**Text block:**
=== Begin Enclosure ===
ETFs Extend Gains with Growth, Momentum Styles Taking Charge

U.S. markets and stock exchange traded funds rose Wednesday as improving economic data and an upbeat earnings season helped support a risk-on attitude.

On Wednesday, the Invesco QQQ Trust (NASDAQ: QQQ) was up 1.9%, SPDR Dow Jones Industrial Average ETF (NYSEArca: DIA) was 0.2% higher and iShares Core S&P 500 ETF (NYSEArca: IVV) rose 0.9%.

“The markets are following momentum right now because it is a sign of progress,” Tobias Levkovich, the head U.S. equity strategist at Citigroup, told the Wall Street Journal. “But at some point, we have to look at the absolute levels.”

Momentum and growth stocks led the charge Wednesday, with shares soaring 25% following its beat-and-raise earnings announcement, Reuters reports. Meanwhile, cyclical stocks, which tend to perform well in times of economic recovery, were mostly lower.

“Markets are singing the same tune,” Peter Cardillo, chief market economist at Spartan Capital Securities, told Reuters. “The market continues to move higher on momentum buying, and of course it’s the same Nasdaq group all the time.”

“There’s no indication of any real shift in leadership,” he added.

Investors continue to plow into equity markets, fueling the record rally run that has sent both the S&P 500 and Nasdaq above their pre-coronavirus highs.
=== End Enclosure ===
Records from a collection
=== Begin Enclosure ===
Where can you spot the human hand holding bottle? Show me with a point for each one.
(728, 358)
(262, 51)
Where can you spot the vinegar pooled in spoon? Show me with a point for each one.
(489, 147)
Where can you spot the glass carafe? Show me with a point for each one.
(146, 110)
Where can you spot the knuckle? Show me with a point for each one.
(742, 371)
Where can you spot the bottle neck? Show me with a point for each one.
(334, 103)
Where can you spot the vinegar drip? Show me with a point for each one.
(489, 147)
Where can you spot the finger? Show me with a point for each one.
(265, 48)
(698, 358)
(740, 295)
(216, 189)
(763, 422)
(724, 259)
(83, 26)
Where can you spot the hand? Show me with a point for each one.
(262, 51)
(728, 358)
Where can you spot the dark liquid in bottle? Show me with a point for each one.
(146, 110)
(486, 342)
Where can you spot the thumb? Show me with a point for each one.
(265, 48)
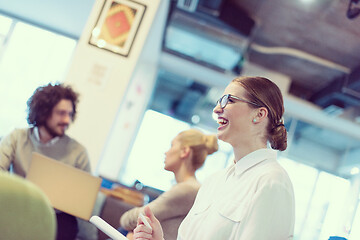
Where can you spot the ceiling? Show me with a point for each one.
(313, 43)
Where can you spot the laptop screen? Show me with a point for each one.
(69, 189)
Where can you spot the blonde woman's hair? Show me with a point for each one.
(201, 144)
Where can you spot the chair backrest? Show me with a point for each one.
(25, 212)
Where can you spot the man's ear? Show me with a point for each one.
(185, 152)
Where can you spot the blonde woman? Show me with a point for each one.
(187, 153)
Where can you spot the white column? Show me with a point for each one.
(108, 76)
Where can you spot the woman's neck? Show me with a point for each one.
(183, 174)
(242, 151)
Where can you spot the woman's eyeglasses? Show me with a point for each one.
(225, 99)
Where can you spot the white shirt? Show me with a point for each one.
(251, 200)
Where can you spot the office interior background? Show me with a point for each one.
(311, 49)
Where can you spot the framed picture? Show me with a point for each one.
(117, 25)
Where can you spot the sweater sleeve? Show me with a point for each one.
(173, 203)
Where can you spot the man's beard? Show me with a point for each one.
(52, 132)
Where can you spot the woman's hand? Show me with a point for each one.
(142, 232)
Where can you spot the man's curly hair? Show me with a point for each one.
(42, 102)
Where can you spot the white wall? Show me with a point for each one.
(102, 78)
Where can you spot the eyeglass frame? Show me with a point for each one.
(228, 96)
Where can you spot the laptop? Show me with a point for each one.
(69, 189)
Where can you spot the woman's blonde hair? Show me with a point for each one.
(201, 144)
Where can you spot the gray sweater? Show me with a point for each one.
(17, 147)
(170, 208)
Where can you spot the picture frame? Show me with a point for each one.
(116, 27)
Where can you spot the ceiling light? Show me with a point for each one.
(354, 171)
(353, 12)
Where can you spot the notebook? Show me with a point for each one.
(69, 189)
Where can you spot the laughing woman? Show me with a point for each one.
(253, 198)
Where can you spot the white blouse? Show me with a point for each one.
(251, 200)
=== End Enclosure ===
**About this task:**
Continue the news report on ETFs gaining as growth and momentum stocks led, picking up after its final sentence.

**Answer to this exercise:**
“There’s still trillions of dollars on the sidelines in money-market funds. It needs to be deployed and the only real home for it is equities,” Edward Park, deputy chief investment officer at Brooks Macdonald, told the WSJ.

Energy was among the worst performers among S&P 500 sectors as Hurricane Laura barrels down on the Texas-Louisiana coastline, posing the worst threat to U.S. energy assets since 2005’s Hurricane Katrina. The storm system is expected to strengthen to a category 4 hurricane, forcing crude producers and refiners to shut down operations along the coast.

Looking ahead, the U.S. Federal Reserve is expected to reveal its outlook intended to soften the central bank’s inflation stance, which Chairman Jerome Powell is likely to touch upon at his remarks on Thursday as part of the annual Kansas City Fed’s Jackson Hole symposium that will take place in a virtual setting due to the coronavirus pandemic.